» **BRIEF A**
Update the swimming championships report from the part that opens with the words containing "Four of the" through the words "Swimming Club swimmer.", replacing "Jacob Peters" with "Peters".

-- Start of SELECTED PASSAGE --

2019 - WILBY PIPS MURDOCH IN 200M BREASTSTROKE SHOWSTOPPER
On commentary, Bob Ballard suggested it felt like watching an Olympic final as James Wilby, Ross Murdoch and Craig Benson battled for victory in an epic Men's 200m Breaststroke final to at the 2019 British Swimming Championships in Glasgow.
Wilby had already claimed 100m silver, Murdoch a bronze in the 100m and silver in the 50m, and Benson 50m bronze as they lined up for the final race of day four.
Commonwealth Games champion Murdoch got the best start, only for Wilby to just overhaul him by the first turn. Wilby continued to lead as a dramatic showpiece continued, although Murdoch and University of Stirling teammate Benson were unwilling to let him get clear.
Down the final 50m, Murdoch appeared to be clawing Wilby's narrow lead back, only for the Loughborough University man to hold on well and claim gold. Murdoch made sure there were two finishers under 2:08, touching close behind at the end of a thrilling contest.
"I'm really happy with that. It hurt on that back 50 - Ross and Benson were right there, but I just focused on the wall and went for it, and I'm really happy with that time," said Wilby.
"That's the first time we've had two people go under 2:08. We've got a phenomenal bit of breaststroke depth going on in Britain at the moment, so it's really exciting."
And what did Murdoch make of the contest?
"The race was pretty good! I probably went out a little hard in the first 50 as I was one stroke more than I wanted to be, but that doesn't really matter as long as I execute the rest of the race correctly," he added.
"I've been looking forward to it all week! Just to see 2:07 on the board, I'm absolutely delighted and it shows the amount of work I'm putting in. It's looking really positive."
2018 - JUNIORS BRING THE CURTAIN DOWN IN STYLE
The 2018 Edinburgh International Swim Meet incorporated that year's British Swimming Championships - and the event's final day was one for the youngsters.
Four of the eight open finals on day five of the meet were won by juniors, including two who would go on to claim gold medals at the European Junior Championships a few months down the line - Freya Anderson and Tom Dean.
City of Leeds athlete Leah Crisp began the evening session by taking the British title in the Women's 1500m Freestyle, finishing behind Spanish duo Mireia Belmonte and Jimena Perez.
Jacob Peters was the next junior to triumph in an open final, taking British gold in the Men's 100m Butterfly showpiece, ahead of Duncan Scott, who took silver.
"I'm really happy with that swim. Actions speak louder than words, so I'm just leaving it in the pool," said the Poole Swimming Club swimmer.
Ellesmere College Titan Freya Anderson then became the third junior in quick succession to climb to the top of the national podium as she beat home favourite Lucy Hope to the gold in the Women's 100m Freestyle category. Bronze went to another Edinburgh-based swimmer, Katie Stark.
The final event of the entire week brought another win for a junior, Tom Dean powering to Men's 400m Individual Medley victory, ensuring he did the Men's Individual Medley double after previously winning the 200m final.

-- End of SELECTED PASSAGE --
-- Start of TASK MATERIAL --

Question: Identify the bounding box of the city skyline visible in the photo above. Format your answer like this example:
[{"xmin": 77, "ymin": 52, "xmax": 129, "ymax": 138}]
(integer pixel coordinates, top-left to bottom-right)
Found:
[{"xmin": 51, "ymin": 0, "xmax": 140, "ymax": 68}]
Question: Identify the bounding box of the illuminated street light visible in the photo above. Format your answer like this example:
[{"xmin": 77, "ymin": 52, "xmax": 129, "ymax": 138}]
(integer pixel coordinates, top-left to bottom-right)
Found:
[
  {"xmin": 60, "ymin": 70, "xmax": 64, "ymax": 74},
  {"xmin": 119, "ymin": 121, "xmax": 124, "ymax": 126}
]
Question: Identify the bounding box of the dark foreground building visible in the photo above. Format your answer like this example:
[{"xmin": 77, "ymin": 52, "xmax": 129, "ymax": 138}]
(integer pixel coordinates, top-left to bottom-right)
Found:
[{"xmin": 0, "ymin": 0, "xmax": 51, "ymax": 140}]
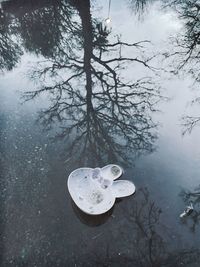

-- End of TASK MATERIAL --

» **BRIEF B**
Recast every line of the rows on locating named things above as a Markdown table with the columns No. and Line, giving each line's number and its text and leaving out blank lines. Omit the pictures.

» **WORKED SOLUTION A**
Four of the eight open finals on day five of the meet were won by juniors, including two who would go on to claim gold medals at the European Junior Championships a few months down the line - Freya Anderson and Tom Dean.
City of Leeds athlete Leah Crisp began the evening session by taking the British title in the Women's 1500m Freestyle, finishing behind Spanish duo Mireia Belmonte and Jimena Perez.
Peters was the next junior to triumph in an open final, taking British gold in the Men's 100m Butterfly showpiece, ahead of Duncan Scott, who took silver.
"I'm really happy with that swim. Actions speak louder than words, so I'm just leaving it in the pool," said the Poole Swimming Club swimmer.

» **WORKED SOLUTION B**
| No. | Line |
|---|---|
| 1 | Question: Identify the bounding box of the city skyline visible in the photo above. Format your answer like this example: |
| 2 | [{"xmin": 77, "ymin": 52, "xmax": 129, "ymax": 138}] |
| 3 | (integer pixel coordinates, top-left to bottom-right) |
| 4 | Found: |
| 5 | [{"xmin": 51, "ymin": 0, "xmax": 140, "ymax": 68}] |
| 6 | Question: Identify the bounding box of the illuminated street light visible in the photo above. Format your answer like this example: |
| 7 | [{"xmin": 77, "ymin": 52, "xmax": 129, "ymax": 138}] |
| 8 | (integer pixel coordinates, top-left to bottom-right) |
| 9 | Found: |
| 10 | [ |
| 11 |   {"xmin": 60, "ymin": 70, "xmax": 64, "ymax": 74}, |
| 12 |   {"xmin": 119, "ymin": 121, "xmax": 124, "ymax": 126} |
| 13 | ] |
| 14 | Question: Identify the bounding box of the dark foreground building visible in the photo above. Format your answer like this example: |
| 15 | [{"xmin": 77, "ymin": 52, "xmax": 129, "ymax": 138}] |
| 16 | (integer pixel coordinates, top-left to bottom-right) |
| 17 | Found: |
| 18 | [{"xmin": 0, "ymin": 0, "xmax": 51, "ymax": 140}] |